— begin DATASET EXTRACT —

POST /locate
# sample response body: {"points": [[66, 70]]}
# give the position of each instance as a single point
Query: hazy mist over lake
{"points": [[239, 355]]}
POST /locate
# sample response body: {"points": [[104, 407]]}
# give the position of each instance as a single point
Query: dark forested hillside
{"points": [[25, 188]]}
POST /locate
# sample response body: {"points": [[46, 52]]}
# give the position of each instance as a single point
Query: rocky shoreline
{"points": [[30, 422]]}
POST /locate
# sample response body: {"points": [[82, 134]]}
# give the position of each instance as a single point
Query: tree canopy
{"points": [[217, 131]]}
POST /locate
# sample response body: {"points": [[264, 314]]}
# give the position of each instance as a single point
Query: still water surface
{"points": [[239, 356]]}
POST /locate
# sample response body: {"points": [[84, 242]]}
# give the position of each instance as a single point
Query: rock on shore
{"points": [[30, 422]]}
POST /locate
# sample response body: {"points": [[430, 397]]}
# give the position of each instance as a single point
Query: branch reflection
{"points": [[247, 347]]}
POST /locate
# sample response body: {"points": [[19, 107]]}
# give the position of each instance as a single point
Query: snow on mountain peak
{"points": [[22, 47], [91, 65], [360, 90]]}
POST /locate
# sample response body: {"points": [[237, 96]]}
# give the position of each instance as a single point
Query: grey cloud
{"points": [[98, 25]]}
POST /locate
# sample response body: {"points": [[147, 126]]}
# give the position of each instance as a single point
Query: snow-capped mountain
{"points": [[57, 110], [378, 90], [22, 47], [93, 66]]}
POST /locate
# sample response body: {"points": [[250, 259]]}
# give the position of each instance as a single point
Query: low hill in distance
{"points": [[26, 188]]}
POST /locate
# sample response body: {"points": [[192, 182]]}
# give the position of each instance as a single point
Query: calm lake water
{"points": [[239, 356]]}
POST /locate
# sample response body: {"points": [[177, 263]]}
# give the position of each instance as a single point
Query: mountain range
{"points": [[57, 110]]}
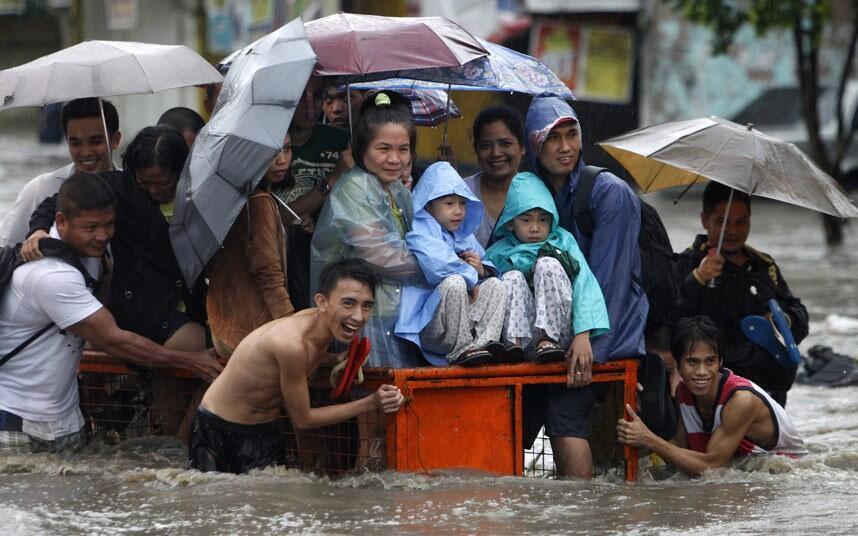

— end DATASET EXTRACT —

EXERCISE INSTRUCTIONS | State how many lines in the data above contain the string "snow". Reply with the number only.

COMPLETED EXERCISE | 2